• _ROWS_:

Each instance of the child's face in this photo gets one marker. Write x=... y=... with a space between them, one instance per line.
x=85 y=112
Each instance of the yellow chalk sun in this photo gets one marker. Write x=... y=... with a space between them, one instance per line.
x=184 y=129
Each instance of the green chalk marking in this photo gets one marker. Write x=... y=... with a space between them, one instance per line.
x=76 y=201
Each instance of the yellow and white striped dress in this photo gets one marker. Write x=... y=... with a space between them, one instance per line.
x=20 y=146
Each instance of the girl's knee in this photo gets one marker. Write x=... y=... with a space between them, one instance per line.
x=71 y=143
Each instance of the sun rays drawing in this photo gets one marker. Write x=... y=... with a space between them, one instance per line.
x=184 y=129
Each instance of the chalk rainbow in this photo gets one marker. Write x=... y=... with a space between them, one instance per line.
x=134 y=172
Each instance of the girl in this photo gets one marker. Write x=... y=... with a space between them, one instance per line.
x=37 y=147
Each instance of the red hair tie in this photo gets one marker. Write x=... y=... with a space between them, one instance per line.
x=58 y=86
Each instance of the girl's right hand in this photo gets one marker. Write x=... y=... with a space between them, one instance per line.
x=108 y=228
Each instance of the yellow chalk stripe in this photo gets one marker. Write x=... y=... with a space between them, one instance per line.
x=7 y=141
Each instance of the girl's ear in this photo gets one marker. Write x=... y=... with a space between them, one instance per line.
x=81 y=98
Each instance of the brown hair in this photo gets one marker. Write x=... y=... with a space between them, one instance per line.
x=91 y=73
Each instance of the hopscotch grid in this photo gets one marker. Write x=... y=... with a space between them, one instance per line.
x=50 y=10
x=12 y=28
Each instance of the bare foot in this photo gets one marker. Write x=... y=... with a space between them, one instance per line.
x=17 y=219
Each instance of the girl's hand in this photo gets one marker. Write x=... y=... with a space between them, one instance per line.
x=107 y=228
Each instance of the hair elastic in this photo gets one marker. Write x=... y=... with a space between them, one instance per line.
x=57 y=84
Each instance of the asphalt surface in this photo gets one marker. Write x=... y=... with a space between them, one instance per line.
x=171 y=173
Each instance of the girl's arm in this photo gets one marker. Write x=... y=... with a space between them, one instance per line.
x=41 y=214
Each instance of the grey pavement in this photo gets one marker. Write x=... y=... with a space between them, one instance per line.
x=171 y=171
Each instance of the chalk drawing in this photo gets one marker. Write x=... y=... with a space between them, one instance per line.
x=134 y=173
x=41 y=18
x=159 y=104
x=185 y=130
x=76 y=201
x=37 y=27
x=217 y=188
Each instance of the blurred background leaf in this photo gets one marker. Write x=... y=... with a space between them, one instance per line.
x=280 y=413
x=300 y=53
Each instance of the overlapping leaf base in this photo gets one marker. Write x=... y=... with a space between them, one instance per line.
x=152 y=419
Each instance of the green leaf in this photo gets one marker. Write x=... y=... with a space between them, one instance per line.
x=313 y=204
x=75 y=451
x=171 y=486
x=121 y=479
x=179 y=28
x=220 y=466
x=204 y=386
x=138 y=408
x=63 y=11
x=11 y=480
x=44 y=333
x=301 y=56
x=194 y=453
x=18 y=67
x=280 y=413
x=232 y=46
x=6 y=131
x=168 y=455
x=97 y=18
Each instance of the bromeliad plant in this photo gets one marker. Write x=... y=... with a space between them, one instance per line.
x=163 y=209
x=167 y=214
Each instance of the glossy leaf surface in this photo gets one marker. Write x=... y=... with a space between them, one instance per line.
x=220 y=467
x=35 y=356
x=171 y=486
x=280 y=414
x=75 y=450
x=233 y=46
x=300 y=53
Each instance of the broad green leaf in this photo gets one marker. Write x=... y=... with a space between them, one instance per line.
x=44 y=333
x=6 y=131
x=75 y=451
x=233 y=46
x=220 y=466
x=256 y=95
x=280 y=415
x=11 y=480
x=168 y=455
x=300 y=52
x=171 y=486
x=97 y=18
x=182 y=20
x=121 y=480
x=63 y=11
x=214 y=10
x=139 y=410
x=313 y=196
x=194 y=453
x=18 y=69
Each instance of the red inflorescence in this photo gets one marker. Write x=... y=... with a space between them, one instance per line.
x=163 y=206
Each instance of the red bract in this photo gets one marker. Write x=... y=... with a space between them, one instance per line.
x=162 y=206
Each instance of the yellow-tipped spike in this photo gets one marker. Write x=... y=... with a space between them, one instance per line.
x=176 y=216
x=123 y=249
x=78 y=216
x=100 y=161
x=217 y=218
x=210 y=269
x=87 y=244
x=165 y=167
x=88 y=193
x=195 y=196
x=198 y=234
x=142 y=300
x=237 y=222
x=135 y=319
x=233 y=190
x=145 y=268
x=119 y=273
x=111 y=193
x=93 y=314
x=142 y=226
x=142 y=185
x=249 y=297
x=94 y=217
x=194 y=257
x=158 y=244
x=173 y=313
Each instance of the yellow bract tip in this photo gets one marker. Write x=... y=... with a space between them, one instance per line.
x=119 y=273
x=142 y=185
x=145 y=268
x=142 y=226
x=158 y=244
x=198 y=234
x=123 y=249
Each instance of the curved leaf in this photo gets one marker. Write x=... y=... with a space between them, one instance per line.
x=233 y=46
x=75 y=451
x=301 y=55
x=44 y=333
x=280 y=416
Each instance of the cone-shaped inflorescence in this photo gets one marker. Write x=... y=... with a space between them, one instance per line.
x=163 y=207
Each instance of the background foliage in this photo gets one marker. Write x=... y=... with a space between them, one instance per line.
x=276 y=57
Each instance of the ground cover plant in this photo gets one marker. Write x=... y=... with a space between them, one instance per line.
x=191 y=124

• _GOAL OF THE EXERCISE_: Retype the entries exactly, including every line.

• _EXERCISE RESPONSE_:
Each instance of the child's face in this photo gets one marker. Write x=... y=... with a space between them, one instance per line.
x=85 y=112
Each instance of the yellow chalk sun in this photo gets one marker. Write x=... y=... with a space between them, one instance per line.
x=184 y=129
Each instance of the green chalk marking in this photo gets one marker. Write x=... y=... with a space between them, one instance per line.
x=76 y=201
Each instance of the yellow and white striped dress in this photo gets one marker. Write x=... y=... with a space between them, one instance per line.
x=20 y=146
Each instance of the girl's knee in this photo gets one marker. Write x=... y=... with a space between them, one instance per line.
x=71 y=143
Each instance of the sun rays drawing in this photo gets one marker. Write x=... y=... with a space between them, one instance per line.
x=184 y=129
Each instance of the chalk rainbow in this photo gets one marker. Write x=... y=... with a space between them, one instance per line.
x=134 y=172
Each instance of the girl in this photo gets one marker. Write x=... y=... with a space between them, one instance per line.
x=37 y=147
Each instance of the red hair tie in this photo gets one marker. Write x=... y=... with a space between them, one instance per line.
x=58 y=86
Each instance of the girl's right hand in this photo gets one marker. Write x=... y=... with a space between them, one instance per line.
x=108 y=228
Each instance of the yellow chalk stripe in this photo gets one marker. Write x=... y=... with a space between them, one instance per line.
x=7 y=141
Each instance of the girl's ear in this photo gets one marker. Write x=... y=... with a space between them, one instance per line.
x=81 y=98
Each instance of the brown hair in this photo gets one marker. Write x=... y=... with a space between them, one instance per line.
x=91 y=73
Each instance of the hopscotch grid in this photo gets one marker. Write x=... y=... with a space between them, one instance per line.
x=50 y=10
x=12 y=28
Each instance of the bare foot in this photo gets one marker. Write x=... y=... with a space between them, one instance per line.
x=17 y=219
Each instance of the girl's hand in this photo gets one marker. Write x=... y=... with a space between them, one instance per line.
x=107 y=228
Each instance of the hair elastic in this photo gets one marker. Write x=... y=... with a space between them, one instance per line.
x=57 y=84
Each instance of the asphalt surface in this photo gets one marker. Write x=... y=... with a space between them, one instance per line.
x=171 y=173
Each instance of the girl's arm in this photo gets one marker. Write x=... y=... with a space between them, one instance per line.
x=41 y=214
Each instance of the grey pavement in this photo gets one marker. Write x=... y=... with a space between them, one instance per line.
x=171 y=171
Each instance of the chalk drawing in this photo gets one marker. Write x=... y=... with a space between them, one instance per line.
x=134 y=173
x=41 y=18
x=159 y=104
x=185 y=130
x=76 y=201
x=37 y=27
x=217 y=188
Each instance of the blurred background leaf in this photo gets one marker. Write x=... y=... with a space between them, one instance per line.
x=280 y=413
x=300 y=53
Each instance of the overlapping leaf base in this photo gets one marker. Write x=... y=... with a space between them, one instance per line.
x=152 y=419
Each instance of the green leaf in this photo gets one marker. Write x=... y=... with a space between them, one instance per line.
x=313 y=204
x=75 y=451
x=171 y=486
x=121 y=479
x=179 y=28
x=220 y=466
x=204 y=386
x=138 y=408
x=63 y=11
x=11 y=480
x=44 y=333
x=301 y=56
x=194 y=453
x=18 y=67
x=280 y=413
x=232 y=46
x=6 y=131
x=168 y=455
x=97 y=18
Each instance of the bromeliad plant in this photo gets one marker. Write x=... y=... with a space between them, one instance per line.
x=163 y=209
x=167 y=214
Each instance of the glossy leaf surface in this photo gets one marker. Write x=... y=... with a space between them, one instance per line.
x=220 y=467
x=35 y=356
x=171 y=486
x=280 y=414
x=75 y=450
x=233 y=46
x=300 y=53
Each instance of the broad green leaf in this photo gets one marker. Write x=... y=... with a space between them, one instance per line.
x=44 y=333
x=6 y=131
x=75 y=451
x=233 y=46
x=220 y=466
x=256 y=95
x=280 y=415
x=11 y=480
x=168 y=455
x=300 y=52
x=171 y=486
x=97 y=18
x=182 y=20
x=121 y=480
x=63 y=11
x=214 y=10
x=139 y=410
x=313 y=196
x=194 y=453
x=18 y=69
Each instance of the red inflorescence in this photo gets one marker. Write x=... y=... with a space between them, one instance per line.
x=163 y=206
Each instance of the red bract in this photo gets one marker. Write x=... y=... with a space between them, one instance per line.
x=162 y=206
Each instance of the yellow-tipped spike in this photo gets one marker. Write x=... y=... with a space between them, one instance per line.
x=176 y=216
x=123 y=249
x=78 y=216
x=100 y=161
x=217 y=218
x=210 y=269
x=87 y=244
x=165 y=167
x=88 y=193
x=195 y=196
x=198 y=234
x=142 y=300
x=237 y=222
x=135 y=319
x=233 y=190
x=145 y=268
x=119 y=273
x=111 y=193
x=93 y=314
x=142 y=226
x=142 y=185
x=249 y=297
x=94 y=217
x=194 y=257
x=158 y=244
x=173 y=313
Each instance of the yellow bract tip in this photo gets one marker. Write x=... y=... with a space between them, one instance per line.
x=119 y=273
x=142 y=185
x=145 y=268
x=142 y=226
x=158 y=244
x=198 y=234
x=123 y=249
Each instance of the curved leaf in this photo gets one marker. Write x=... y=... with a space between them, one instance per line.
x=233 y=46
x=75 y=451
x=301 y=55
x=44 y=333
x=280 y=416
Each instance of the cone-shaped inflorescence in this photo gets one marker. Write x=... y=... with a space between them, one instance per line.
x=163 y=207
Each instance of the background foliage in this photo gets one marker. Write x=... y=... with a space between them, one instance per line.
x=276 y=57
Each instance of the ground cover plant in this photo gets one marker. Write x=... y=... with a space between them, one instance per line.
x=191 y=124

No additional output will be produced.